Selected extract
Who is a toxic person? Anybody who is damaging or harmful to your mental or physical health. It could be a friend, a relative or a partner. This person takes over your life and controls every aspect of it, but subtly. They wouldn't outrightly demand all your sanity, however, it is exactly what they need. Now it may seem like I'm being too harsh but the bitter truth is that we let these people into our lives willingly and refuse to give up on them until something drastic happens and changes our mind.
This toxic person could be moody, demanding all your free time. Or a selfish and immature friend who needs you around to feel better about herself. Or a boyfriend who is great at emotionally blackmailing you. Either way, this person isn't good for your self-esteem. Some chose to attack your body-image, some tear you apart emotionally making you feel unworthy, while others will have you believe that your happiness depends on them.
He thinks I'm unattractive.
She says I talk too much.
He refuses to listen to my problems.
She doesn't approve of me having friends of my own.

Task prompt
Could you carry on the piece about toxic people, picking up right after its final sentence? The lines after this come from a different source.

Recorded data
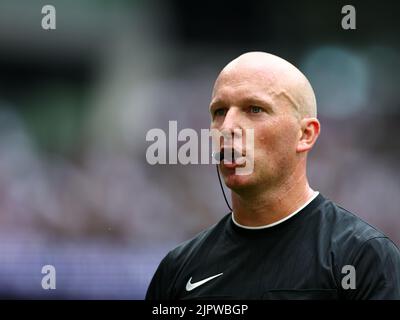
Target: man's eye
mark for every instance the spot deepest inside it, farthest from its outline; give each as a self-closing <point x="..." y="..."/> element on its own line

Expected answer
Many of us have been in this uncomfortable situation. But why? Why do we let these people take over our daily routine and thought process so easily? Because we have hope. We honestly believe that we can fix deeply problematic people and their attitude. We try and let go of our personal expectations and hurt feelings, giving them a chance over and over again, to no avail. The fact of the matter is that you can't change someone, you will only lose yourself in the process. People are who they are for a reason, and yet we keep making sacrifices for their benefit.
I had a friend once, back when I was a teenager. Her idea of friendship was a daily session, of me, listening to her problems, nodding and her pretending like I was her therapist and my issues didn't matter. I put up with it for 6 years, mistaking it for our bonding time. Only to realize my mistake years later, when I actually did find a healthy friend circle. So no, these mistakes aren't limited to falling for 'bad boys' and cheating men, toxic people seep into every aspect of your life.
The only preventive measure is to be careful about who you place your trust in, not everybody is worth your time.